◆ DATASET ENTRIES
+++
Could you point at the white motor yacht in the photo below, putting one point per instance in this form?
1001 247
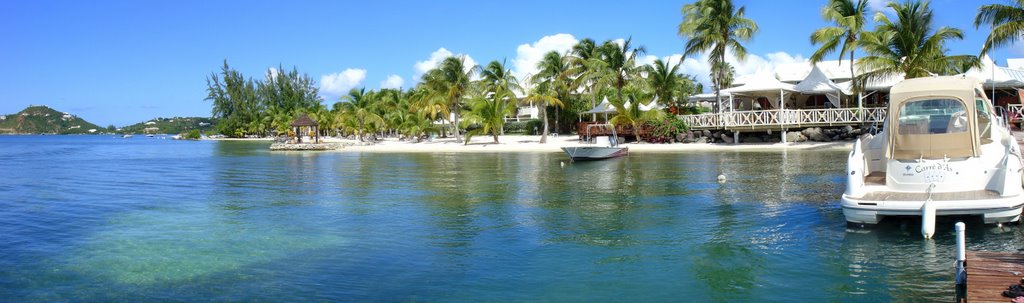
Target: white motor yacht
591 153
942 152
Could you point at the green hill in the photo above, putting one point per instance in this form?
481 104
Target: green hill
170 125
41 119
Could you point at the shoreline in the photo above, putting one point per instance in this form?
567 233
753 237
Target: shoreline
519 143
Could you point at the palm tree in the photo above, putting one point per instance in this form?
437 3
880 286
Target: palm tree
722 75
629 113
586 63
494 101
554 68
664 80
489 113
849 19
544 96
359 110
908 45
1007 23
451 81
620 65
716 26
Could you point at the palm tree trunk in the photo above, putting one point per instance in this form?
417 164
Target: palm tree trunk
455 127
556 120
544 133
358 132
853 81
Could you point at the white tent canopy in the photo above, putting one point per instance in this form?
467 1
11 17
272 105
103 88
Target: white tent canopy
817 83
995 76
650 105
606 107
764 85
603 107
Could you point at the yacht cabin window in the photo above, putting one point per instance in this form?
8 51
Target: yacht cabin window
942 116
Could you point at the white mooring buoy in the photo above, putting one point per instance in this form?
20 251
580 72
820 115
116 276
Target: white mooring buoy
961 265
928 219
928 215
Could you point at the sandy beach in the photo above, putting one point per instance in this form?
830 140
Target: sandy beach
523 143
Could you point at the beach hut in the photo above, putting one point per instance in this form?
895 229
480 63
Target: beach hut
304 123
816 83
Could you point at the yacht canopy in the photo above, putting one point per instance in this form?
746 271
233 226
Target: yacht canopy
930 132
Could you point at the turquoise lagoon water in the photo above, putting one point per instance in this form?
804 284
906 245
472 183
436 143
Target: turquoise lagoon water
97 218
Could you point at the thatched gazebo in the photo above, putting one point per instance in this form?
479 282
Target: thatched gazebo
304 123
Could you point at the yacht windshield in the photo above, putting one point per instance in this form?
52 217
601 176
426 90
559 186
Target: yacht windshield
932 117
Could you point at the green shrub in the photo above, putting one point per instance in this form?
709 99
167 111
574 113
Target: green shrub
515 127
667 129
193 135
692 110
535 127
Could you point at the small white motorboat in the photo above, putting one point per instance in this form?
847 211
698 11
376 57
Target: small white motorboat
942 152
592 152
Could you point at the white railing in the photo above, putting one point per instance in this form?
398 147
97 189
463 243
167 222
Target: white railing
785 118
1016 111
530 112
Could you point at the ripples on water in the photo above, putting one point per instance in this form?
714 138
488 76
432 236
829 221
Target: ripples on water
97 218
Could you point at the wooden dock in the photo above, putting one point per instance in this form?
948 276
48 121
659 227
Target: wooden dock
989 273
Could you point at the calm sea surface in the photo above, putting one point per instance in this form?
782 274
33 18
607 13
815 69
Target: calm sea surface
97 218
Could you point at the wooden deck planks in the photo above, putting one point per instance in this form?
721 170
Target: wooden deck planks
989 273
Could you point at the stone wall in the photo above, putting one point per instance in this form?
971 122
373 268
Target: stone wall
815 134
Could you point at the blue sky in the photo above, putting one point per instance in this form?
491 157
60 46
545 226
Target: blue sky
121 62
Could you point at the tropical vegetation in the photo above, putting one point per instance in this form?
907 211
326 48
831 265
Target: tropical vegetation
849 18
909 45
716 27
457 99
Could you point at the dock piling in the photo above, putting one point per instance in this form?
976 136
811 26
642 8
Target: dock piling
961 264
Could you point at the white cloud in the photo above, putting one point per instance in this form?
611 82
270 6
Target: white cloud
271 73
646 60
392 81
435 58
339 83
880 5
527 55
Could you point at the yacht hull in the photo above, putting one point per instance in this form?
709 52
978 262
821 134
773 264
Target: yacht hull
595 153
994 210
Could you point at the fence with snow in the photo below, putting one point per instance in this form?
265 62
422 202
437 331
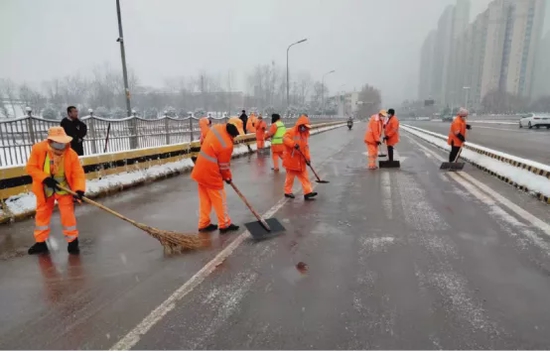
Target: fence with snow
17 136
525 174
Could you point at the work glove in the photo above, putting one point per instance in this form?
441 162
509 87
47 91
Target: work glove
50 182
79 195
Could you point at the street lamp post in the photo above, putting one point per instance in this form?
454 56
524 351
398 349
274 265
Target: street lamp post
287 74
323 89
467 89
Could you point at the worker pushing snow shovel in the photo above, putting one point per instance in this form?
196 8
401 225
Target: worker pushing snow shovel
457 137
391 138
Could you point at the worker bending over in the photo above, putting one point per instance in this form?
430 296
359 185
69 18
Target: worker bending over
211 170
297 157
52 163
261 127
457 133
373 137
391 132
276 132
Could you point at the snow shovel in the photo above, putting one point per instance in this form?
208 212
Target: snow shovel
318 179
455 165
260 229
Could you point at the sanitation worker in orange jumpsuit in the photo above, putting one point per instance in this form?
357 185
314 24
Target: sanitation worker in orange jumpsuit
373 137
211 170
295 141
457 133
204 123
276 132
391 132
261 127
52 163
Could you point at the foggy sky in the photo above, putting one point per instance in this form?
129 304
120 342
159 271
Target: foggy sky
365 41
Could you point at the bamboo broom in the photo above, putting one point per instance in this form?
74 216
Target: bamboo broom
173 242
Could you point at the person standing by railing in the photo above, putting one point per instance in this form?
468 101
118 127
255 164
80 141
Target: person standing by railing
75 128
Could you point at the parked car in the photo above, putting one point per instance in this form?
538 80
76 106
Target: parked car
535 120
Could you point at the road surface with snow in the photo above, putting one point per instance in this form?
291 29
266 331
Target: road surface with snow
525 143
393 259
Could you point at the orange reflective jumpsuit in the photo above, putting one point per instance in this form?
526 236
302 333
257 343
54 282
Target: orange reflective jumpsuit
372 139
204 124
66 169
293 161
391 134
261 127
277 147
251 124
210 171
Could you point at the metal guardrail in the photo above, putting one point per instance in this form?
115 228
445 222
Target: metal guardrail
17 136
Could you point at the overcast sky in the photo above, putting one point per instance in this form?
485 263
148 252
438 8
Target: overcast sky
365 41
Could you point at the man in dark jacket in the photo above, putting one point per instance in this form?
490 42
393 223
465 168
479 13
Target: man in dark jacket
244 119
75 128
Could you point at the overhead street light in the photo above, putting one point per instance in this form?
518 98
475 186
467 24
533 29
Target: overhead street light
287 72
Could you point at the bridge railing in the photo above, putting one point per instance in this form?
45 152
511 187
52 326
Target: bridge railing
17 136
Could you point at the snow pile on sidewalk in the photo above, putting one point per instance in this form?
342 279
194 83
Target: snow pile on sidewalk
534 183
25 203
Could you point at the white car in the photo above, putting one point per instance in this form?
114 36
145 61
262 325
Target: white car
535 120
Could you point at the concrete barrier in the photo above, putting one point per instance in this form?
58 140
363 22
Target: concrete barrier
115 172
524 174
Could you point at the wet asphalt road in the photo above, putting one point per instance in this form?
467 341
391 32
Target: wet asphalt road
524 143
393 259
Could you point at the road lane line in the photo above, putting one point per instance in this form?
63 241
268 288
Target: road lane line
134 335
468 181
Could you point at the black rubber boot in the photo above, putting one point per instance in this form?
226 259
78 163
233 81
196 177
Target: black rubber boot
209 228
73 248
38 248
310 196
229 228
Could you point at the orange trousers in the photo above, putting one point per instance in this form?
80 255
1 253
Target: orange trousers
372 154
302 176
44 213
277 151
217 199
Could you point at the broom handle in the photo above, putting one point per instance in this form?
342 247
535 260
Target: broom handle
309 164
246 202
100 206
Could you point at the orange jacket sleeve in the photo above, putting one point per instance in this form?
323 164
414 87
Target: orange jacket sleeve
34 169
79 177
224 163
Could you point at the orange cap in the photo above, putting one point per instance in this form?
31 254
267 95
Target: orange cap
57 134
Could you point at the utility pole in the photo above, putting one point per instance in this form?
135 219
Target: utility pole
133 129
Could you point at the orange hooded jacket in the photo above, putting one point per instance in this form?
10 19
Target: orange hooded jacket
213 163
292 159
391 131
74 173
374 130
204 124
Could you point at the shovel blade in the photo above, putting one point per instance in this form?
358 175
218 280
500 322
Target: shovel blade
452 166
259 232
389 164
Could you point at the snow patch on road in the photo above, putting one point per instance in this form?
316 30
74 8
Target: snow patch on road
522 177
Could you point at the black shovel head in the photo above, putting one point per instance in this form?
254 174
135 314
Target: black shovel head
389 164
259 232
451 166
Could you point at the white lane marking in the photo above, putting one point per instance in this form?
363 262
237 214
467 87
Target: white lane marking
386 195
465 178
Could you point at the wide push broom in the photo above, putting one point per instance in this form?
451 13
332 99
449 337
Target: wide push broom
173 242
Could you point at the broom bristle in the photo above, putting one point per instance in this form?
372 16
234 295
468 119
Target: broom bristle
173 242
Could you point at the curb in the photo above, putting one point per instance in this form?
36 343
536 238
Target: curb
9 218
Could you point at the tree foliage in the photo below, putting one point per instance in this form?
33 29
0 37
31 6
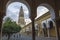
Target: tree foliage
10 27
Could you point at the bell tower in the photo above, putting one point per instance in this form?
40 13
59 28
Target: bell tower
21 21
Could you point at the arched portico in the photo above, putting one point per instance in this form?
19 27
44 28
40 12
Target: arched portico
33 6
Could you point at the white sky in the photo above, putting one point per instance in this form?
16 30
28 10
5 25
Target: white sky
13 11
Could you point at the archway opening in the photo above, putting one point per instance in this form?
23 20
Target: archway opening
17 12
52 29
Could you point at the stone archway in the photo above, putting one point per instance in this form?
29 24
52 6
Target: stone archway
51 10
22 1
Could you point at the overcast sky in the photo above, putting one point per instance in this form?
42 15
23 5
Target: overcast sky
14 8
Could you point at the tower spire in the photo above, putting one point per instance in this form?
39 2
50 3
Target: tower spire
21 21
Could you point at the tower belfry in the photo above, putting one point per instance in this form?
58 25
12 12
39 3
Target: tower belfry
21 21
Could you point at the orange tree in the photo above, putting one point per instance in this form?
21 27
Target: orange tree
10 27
+++
◆ EXERCISE
Repeat exactly the lines from the line containing "Could you point at the stone archway" through the end of the listing above; both boundary lines are part of the output.

◆ REPLY TO THE EXERCISE
Could you point at the stone archway in the photo above, putting one point per instance in this form?
29 24
52 6
Target: stone archway
51 10
22 1
Could you point at the overcast sky in the photo above, putting one point per instance in this form?
42 15
23 5
Target: overcast sky
14 8
Could you point at the tower spire in the photo above, putting one point per instance in this form?
39 2
50 3
Target: tower spire
21 21
Could you point at the tower belfry in the photo above, putting one point per instance in this form?
58 25
12 12
39 3
Target: tower belfry
21 21
Could you point at the orange tree in the photo above, putting one point per instance in this form?
21 27
Target: orange tree
10 27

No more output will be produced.